Do this: Put each line of the data below into a Markdown table with two columns, Row and Line, numbering the rows in order and leaving out any blank lines.

Input:
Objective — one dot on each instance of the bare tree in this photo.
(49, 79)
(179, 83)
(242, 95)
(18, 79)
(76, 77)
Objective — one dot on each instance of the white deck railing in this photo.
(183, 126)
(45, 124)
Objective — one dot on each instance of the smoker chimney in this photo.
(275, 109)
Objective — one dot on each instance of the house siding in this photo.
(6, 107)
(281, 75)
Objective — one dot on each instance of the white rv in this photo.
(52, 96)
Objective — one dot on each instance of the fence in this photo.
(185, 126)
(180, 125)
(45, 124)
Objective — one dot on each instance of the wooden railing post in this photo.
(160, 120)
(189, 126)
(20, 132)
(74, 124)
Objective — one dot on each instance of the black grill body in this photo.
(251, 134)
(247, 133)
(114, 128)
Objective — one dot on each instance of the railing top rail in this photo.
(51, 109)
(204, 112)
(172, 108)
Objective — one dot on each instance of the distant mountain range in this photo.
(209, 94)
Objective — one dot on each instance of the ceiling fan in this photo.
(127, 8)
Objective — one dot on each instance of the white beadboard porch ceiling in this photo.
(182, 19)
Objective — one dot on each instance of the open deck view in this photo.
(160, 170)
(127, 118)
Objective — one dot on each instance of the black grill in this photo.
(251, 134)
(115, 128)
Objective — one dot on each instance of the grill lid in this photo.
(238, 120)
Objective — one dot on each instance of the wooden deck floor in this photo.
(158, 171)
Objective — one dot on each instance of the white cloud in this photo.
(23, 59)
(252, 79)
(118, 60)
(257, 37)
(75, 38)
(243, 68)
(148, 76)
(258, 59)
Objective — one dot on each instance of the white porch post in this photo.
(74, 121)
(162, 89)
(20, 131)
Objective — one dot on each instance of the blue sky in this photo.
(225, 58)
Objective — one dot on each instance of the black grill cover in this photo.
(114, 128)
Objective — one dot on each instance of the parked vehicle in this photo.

Solution to this exercise:
| Row | Line |
|---|---|
| 1 | Objective — one dot on each instance of the bare tree in this photo. |
| 2 | (49, 79) |
| 3 | (179, 83) |
| 4 | (242, 95) |
| 5 | (18, 79) |
| 6 | (76, 77) |
| 7 | Objective — one dot on each instance of the white deck railing in this photo. |
| 8 | (183, 126) |
| 9 | (45, 124) |
| 10 | Objective — one dot on each instance of the smoker chimney in this photo. |
| 11 | (275, 109) |
| 12 | Objective — one dot on each instance of the house siding in this photo. |
| 13 | (6, 107) |
| 14 | (281, 75) |
| 15 | Objective — one dot on each instance of the white rv in this photo. |
| 16 | (52, 96) |
| 17 | Objective — one dot on each instance of the fence in this photo. |
| 18 | (185, 126) |
| 19 | (180, 125) |
| 20 | (45, 124) |
| 21 | Objective — one dot on each instance of the wooden railing post in this photo. |
| 22 | (160, 120) |
| 23 | (189, 126) |
| 24 | (20, 132) |
| 25 | (74, 124) |
| 26 | Objective — one dot on each instance of the black grill body in this photo. |
| 27 | (251, 134) |
| 28 | (247, 133) |
| 29 | (114, 128) |
| 30 | Objective — one dot on each instance of the railing top rail in this photo. |
| 31 | (51, 109) |
| 32 | (204, 112) |
| 33 | (172, 108) |
| 34 | Objective — one dot on each instance of the distant mountain range in this photo. |
| 35 | (209, 94) |
| 36 | Objective — one dot on each instance of the ceiling fan in this photo. |
| 37 | (127, 8) |
| 38 | Objective — one dot on each instance of the white beadboard porch ceiling in this photo. |
| 39 | (182, 19) |
| 40 | Objective — one dot on each instance of the open deck view in this photo. |
| 41 | (160, 170) |
| 42 | (127, 118) |
| 43 | Objective — one dot on each instance of the black grill in this photo. |
| 44 | (251, 134) |
| 45 | (115, 128) |
| 46 | Objective — one dot on each instance of the grill lid in this photo. |
| 47 | (238, 120) |
| 48 | Objective — one dot on each instance of the wooden deck floor in this photo. |
| 49 | (158, 171) |
| 50 | Objective — one dot on each instance of the white cloud in this photo. |
| 51 | (23, 59) |
| 52 | (252, 79) |
| 53 | (118, 60) |
| 54 | (257, 37) |
| 55 | (75, 38) |
| 56 | (243, 68) |
| 57 | (148, 76) |
| 58 | (258, 59) |
| 59 | Objective — one dot on each instance of the white porch post in this photo. |
| 60 | (74, 121) |
| 61 | (162, 89) |
| 62 | (20, 131) |
| 63 | Objective — one dot on each instance of the blue sky in this photo. |
| 64 | (225, 58) |
| 65 | Objective — one dot on each instance of the black grill cover in this photo. |
| 66 | (114, 128) |
| 67 | Objective — one dot on each instance of the parked vehicle in this photo. |